By Tyler Kocon
For many long suffering inhabitants of the northern half of the United States the arrival of March brings with it a much- anticipated spring. Despite the visual hints provided by a certain Earth dwelling celebrity residing in Punxsutawney, PA, spring is on the way after a brutally cold and record setting deep freeze.
The deepest depth of the latest winter temperatures has put incredible strain on the natural gas supply and transmission capabilities of North American natural gas companies. Several recent estimates state that by month's end (should temperatures remain below average) total working underground storage numbers in the United States could dip below 1 trillion cubic feet (TCF) for the first recorded time since 2003.
The drawdown on storage numbers is the strongest it has been since the winter of 2008. With injection season typically not ceasing until early to mid-April, there are still several weeks of draws expected to continue as the nation slowly thaws and warms up.
Spring in the oil patch comes with several other benefits and subsequent problems. The most prominent of which is oftentimes referred to as the "breakup." As snow begins to melt and frozen water surfaces begin to weaken, logistical transport is interrupted as the movement conditions become unsatisfactory. Simply put, the sheer amount of water resulting from the melting of snow takes its toll on dirt roads and service corridors.

········

» **STATED PROBLEM**
From the article on natural gas storage, pull out the passage starting with "By Tyler Kocon" and going on through "setting deep freeze.", copying it word for word. The listing after the article on natural gas storage comes from a separate source.

» **INFORMATION PROVIDED**
········

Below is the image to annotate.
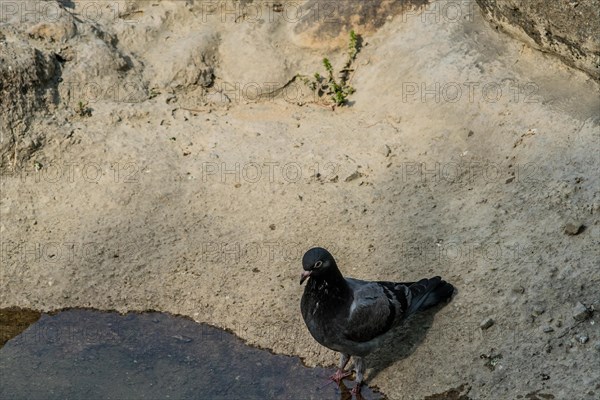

········

» **WORKED SOLUTION**
By Tyler Kocon
For many long suffering inhabitants of the northern half of the United States the arrival of March brings with it a much- anticipated spring. Despite the visual hints provided by a certain Earth dwelling celebrity residing in Punxsutawney, PA, spring is on the way after a brutally cold and record setting deep freeze.